PETUNJUK TUGAS |
1. Tuliskan ulang bagian kutipan tentang perawatan hospice, mulai dari "2.4 PELAKSANAAN PERAWATAN" dan berlanjut sampai "dengan Perawatan Hospice.".
2. Menurut kutipan tentang perawatan hospice, di negara mana dan pada tahun berapa program hospice pertama kali dimulai?
3. Lanjutkan kutipan tentang perawatan hospice mulai dari kalimat sesudah kalimat terakhirnya.

KUTIPAN PILIHAN |
• • • • • • •

2.4 PELAKSANAAN PERAWATAN LANJUTAN DI RUMAH
2.4.1 Batasan Perawatan Lanjut di Rumah
Penyakit terminal menempatan tuntutan yang besar pada sumber social dan financial. Keluarga mungkin takut berkomunikasi dengan klien, banyak hal sulit yang dialami keluarga untuk mengatasi kondisi anggota keluarganya yang terminal. Hal ini mencakup lamanya periode menjelang ajal, gejala yang sulit dikontrol, penampilan dan bau yang tidak menyenangkan, sumber koping yang terbatas, dan buruknya hubungan dengan pemberi perawatan. Alternatif perawatan bisa dilaksanakan di rumah, dikenal dengan Perawatan Hospice.
Perawatan Hospice adalah program perawatan yang berpusat pada keluarga yang dirancang untuk membantu klien terminal dapat hidup nyaman dan mempertahankan gaya hidup senormal mungkin sepanjang proses menjelang ajal. Sebagian besar klien dalam program hospice mempunyai waktu hidup 6 bulan atau kurang. Program ini dimulai di Irlandia tahun 1879, yang kemudian di Inggris, amerika, dan Canada pada tahun 1970-an.

• • • • • • •

Baris sumber:
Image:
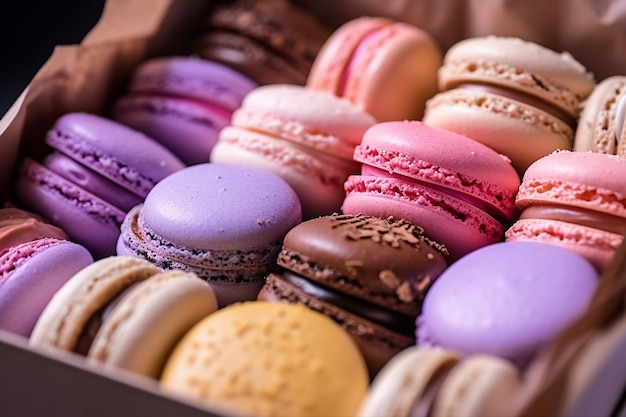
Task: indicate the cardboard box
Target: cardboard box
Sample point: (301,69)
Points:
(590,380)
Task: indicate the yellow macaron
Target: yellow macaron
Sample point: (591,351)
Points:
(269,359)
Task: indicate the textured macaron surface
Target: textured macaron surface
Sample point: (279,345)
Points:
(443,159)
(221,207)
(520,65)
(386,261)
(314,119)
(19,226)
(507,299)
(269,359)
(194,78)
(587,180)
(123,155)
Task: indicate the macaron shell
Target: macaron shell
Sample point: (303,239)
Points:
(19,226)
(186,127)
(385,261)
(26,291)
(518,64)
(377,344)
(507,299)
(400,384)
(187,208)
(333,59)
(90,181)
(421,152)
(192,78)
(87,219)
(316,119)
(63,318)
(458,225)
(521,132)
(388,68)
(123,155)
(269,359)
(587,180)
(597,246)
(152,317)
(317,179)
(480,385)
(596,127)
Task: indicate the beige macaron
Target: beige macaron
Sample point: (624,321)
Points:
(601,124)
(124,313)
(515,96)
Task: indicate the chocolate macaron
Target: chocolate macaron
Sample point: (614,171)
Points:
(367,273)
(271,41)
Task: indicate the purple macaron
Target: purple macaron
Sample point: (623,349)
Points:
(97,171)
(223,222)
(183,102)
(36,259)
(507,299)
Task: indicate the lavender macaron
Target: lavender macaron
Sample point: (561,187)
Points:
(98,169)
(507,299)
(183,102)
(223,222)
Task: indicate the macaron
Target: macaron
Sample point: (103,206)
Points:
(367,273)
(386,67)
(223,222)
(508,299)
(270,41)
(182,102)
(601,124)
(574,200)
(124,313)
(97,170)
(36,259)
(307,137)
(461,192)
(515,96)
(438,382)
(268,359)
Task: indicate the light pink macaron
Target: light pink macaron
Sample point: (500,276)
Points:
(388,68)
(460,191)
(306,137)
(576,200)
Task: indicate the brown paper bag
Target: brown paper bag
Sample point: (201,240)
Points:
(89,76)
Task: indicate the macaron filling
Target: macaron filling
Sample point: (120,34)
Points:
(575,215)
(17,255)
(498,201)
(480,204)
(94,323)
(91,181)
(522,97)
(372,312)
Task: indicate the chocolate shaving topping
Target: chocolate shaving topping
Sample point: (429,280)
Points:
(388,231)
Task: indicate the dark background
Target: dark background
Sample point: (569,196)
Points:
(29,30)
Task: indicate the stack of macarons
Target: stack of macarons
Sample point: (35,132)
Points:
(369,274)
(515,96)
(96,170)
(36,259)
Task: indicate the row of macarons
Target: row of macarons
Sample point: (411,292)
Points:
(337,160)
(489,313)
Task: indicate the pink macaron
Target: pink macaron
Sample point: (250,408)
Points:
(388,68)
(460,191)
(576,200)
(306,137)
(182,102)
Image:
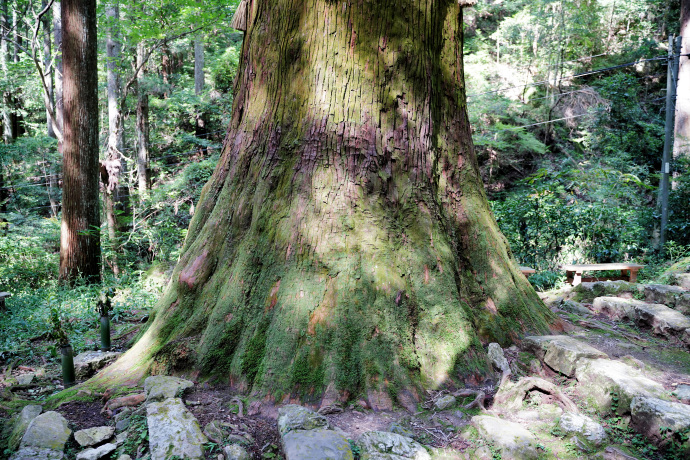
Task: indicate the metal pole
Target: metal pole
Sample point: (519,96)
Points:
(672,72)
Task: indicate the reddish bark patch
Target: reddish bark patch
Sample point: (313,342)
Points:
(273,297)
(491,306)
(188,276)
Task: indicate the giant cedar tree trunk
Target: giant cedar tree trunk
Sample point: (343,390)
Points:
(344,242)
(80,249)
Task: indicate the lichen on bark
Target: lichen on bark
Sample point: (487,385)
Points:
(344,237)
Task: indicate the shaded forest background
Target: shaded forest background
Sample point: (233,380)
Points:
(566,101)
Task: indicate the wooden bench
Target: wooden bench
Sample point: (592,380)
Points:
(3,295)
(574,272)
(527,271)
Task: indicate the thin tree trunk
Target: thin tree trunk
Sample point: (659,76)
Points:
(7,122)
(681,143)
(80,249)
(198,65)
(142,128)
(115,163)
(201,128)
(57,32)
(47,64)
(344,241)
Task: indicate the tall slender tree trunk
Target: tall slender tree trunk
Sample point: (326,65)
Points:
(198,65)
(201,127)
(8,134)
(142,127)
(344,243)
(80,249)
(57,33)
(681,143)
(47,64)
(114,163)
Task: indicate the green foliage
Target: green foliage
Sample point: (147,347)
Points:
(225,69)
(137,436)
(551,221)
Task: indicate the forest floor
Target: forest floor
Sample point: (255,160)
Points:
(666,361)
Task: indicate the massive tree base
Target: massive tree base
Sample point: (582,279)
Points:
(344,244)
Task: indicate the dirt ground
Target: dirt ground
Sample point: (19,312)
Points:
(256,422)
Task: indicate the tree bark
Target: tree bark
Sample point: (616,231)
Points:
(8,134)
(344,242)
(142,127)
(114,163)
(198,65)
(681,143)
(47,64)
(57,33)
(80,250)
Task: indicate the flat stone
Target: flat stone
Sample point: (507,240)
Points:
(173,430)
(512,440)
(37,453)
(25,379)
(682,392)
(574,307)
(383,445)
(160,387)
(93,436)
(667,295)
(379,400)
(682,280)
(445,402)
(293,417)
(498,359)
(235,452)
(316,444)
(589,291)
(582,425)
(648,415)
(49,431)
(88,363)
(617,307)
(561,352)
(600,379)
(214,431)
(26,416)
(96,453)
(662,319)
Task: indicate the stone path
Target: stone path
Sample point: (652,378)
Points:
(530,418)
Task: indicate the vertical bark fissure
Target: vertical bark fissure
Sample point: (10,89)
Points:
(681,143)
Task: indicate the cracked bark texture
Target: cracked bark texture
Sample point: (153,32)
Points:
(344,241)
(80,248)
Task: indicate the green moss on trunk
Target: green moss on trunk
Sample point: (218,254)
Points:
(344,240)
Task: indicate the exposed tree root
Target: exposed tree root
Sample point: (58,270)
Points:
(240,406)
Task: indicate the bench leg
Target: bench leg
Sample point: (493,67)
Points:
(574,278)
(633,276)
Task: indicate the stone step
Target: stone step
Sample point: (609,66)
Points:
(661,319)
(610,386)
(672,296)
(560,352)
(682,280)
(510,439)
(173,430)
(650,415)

• • • • • • •

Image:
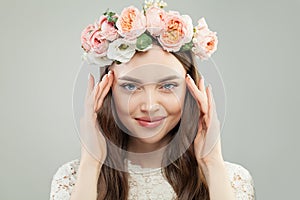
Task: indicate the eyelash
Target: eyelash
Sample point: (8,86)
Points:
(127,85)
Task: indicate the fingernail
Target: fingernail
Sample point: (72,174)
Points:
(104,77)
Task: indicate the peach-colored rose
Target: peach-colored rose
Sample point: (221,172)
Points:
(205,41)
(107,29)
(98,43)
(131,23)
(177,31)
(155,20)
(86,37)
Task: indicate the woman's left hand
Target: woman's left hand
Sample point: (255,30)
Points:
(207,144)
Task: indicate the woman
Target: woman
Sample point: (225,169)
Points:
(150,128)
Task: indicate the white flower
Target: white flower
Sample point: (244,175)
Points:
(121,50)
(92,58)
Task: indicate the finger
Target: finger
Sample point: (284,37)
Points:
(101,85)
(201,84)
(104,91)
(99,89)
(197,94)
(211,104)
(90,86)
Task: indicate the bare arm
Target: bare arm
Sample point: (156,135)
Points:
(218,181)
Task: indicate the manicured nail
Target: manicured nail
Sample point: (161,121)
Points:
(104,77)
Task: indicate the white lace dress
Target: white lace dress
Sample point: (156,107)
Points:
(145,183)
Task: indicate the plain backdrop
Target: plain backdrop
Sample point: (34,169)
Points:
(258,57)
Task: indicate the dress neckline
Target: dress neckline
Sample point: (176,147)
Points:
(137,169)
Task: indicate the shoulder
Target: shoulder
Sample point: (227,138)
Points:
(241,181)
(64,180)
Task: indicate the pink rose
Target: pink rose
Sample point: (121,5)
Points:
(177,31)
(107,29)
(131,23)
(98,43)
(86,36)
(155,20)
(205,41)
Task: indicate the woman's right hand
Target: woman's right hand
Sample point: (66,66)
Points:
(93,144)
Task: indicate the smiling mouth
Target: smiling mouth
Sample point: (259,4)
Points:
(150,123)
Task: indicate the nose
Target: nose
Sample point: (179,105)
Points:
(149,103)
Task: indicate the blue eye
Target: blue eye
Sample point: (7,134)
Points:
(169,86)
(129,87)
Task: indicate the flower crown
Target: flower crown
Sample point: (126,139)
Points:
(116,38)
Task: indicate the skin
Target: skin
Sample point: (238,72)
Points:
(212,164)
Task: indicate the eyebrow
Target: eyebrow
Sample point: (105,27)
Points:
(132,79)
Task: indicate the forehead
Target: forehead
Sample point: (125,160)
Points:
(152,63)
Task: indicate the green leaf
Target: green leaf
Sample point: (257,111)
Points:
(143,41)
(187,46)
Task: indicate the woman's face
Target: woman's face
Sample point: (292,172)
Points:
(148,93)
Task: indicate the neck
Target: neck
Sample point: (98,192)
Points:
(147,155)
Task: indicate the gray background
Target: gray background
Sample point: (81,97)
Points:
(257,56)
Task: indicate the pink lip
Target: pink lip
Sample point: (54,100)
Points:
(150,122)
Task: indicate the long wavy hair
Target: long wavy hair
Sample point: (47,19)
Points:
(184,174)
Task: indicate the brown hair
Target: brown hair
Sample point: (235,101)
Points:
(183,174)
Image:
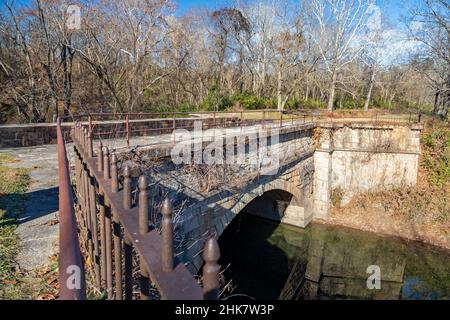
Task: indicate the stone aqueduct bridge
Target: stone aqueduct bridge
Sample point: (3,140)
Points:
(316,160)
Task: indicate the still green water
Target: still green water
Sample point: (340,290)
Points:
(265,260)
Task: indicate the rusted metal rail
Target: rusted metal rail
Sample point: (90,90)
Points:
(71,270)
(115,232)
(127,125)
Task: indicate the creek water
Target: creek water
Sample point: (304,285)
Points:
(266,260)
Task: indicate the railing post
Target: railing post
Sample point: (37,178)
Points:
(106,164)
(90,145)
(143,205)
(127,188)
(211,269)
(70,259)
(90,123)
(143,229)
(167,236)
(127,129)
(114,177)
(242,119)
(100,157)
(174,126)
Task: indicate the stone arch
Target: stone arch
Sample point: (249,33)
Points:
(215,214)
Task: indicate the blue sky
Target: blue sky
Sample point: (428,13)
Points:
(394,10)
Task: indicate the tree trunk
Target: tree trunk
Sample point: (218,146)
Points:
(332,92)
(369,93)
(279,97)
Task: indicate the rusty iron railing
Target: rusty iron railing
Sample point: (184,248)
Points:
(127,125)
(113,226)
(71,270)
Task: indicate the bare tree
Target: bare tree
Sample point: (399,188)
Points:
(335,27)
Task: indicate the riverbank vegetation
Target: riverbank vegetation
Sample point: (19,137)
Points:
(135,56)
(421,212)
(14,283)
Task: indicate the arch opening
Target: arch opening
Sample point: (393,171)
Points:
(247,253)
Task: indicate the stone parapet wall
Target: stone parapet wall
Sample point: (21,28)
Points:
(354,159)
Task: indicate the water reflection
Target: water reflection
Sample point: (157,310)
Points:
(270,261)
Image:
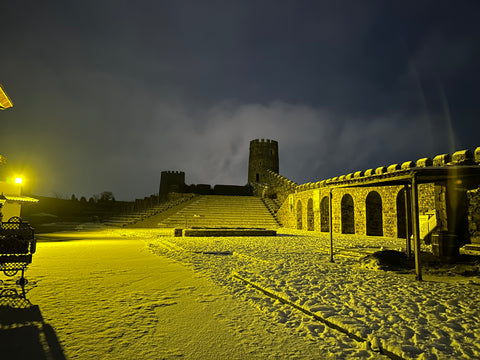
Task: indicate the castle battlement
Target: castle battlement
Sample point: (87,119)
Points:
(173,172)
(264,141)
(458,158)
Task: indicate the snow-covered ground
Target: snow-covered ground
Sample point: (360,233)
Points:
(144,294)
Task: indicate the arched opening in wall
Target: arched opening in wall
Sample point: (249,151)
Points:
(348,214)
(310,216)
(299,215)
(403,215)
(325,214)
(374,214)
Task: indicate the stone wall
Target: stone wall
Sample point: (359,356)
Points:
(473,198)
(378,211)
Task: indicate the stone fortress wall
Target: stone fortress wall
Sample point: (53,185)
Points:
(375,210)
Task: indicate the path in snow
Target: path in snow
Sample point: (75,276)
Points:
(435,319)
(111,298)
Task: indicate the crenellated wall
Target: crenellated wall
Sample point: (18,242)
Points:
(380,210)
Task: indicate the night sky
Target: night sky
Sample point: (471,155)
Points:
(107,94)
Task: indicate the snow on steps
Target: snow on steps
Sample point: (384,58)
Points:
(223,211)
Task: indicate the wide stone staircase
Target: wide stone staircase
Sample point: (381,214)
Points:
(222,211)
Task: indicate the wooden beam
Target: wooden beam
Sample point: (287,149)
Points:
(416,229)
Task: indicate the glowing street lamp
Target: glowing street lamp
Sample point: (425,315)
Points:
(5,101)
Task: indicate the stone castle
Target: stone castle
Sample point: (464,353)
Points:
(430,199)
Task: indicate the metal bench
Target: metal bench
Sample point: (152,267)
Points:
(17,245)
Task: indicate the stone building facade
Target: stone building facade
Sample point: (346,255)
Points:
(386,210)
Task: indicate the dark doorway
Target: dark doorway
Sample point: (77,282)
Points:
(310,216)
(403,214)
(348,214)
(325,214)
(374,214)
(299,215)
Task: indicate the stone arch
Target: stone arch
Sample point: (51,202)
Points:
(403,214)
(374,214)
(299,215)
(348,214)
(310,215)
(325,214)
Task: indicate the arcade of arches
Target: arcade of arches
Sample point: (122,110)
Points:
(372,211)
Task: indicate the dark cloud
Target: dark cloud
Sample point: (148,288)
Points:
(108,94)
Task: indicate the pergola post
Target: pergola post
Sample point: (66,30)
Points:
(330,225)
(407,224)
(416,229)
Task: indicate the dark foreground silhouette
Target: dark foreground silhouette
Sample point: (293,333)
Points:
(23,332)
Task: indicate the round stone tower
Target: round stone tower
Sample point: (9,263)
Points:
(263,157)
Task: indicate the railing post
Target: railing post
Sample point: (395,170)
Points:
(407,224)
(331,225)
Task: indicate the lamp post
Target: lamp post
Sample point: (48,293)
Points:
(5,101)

• • • • • • •

JAWABAN SETIAP TUGAS |
1.
2.4 PELAKSANAAN PERAWATAN LANJUTAN DI RUMAH
2.4.1 Batasan Perawatan Lanjut di Rumah
Penyakit terminal menempatan tuntutan yang besar pada sumber social dan financial. Keluarga mungkin takut berkomunikasi dengan klien, banyak hal sulit yang dialami keluarga untuk mengatasi kondisi anggota keluarganya yang terminal. Hal ini mencakup lamanya periode menjelang ajal, gejala yang sulit dikontrol, penampilan dan bau yang tidak menyenangkan, sumber koping yang terbatas, dan buruknya hubungan dengan pemberi perawatan. Alternatif perawatan bisa dilaksanakan di rumah, dikenal dengan Perawatan Hospice.

2. Di Irlandia, pada tahun 1879.

3.
Komponen Perawatan Hospice yaitu:
o Perawatan di rumah yang terkoordinasi dengan pelayanan rawat jalan dibawah administrasi rumah sakit
o Control gejala (fisik,fisiologis, sosio-spiritual)
o Pelayanan yang diarahkan dokter.
o Ketentuan tim perawatan interdisiplin ilmu yang terdiri dari dokter, perawat, rohaniawan, pekerja sosial, dan konselor.
o Pelayanan medis dan keperawatan tersedia sepanjang waktu.
o Klien dan keluarga sebagai unit perawatan.
o Tindak lanjut kehilangan karena kematian setelah keamatian klien.
o Penggunaan tenaga sukarela terlatih sebagai bagian dari tim.
o Penerimaan kedalam program didasarkan pada kebutuhan perawatan kesehatan ketimbang pada kemampuan untuk membayar.
Program hospice menekankan pengobatan paliatif yang mengotrol gejala ketimbang pengobatan penyakit. Klien dan keluarga berpartisipasi dalam perawatan .perawatan klien dikoordinasikan antara lingkungan rumah dan klien. Upaya diarahkan untuk tetap merawat klien dirumah selama mungkin. Keluarga menjadi pemberi perawatan primer, pemberian medikasi dan pengobatan, tim interdisiplin memberikan sumber psikologis dan fisik yang diperlukan untuk mendukung keluarga.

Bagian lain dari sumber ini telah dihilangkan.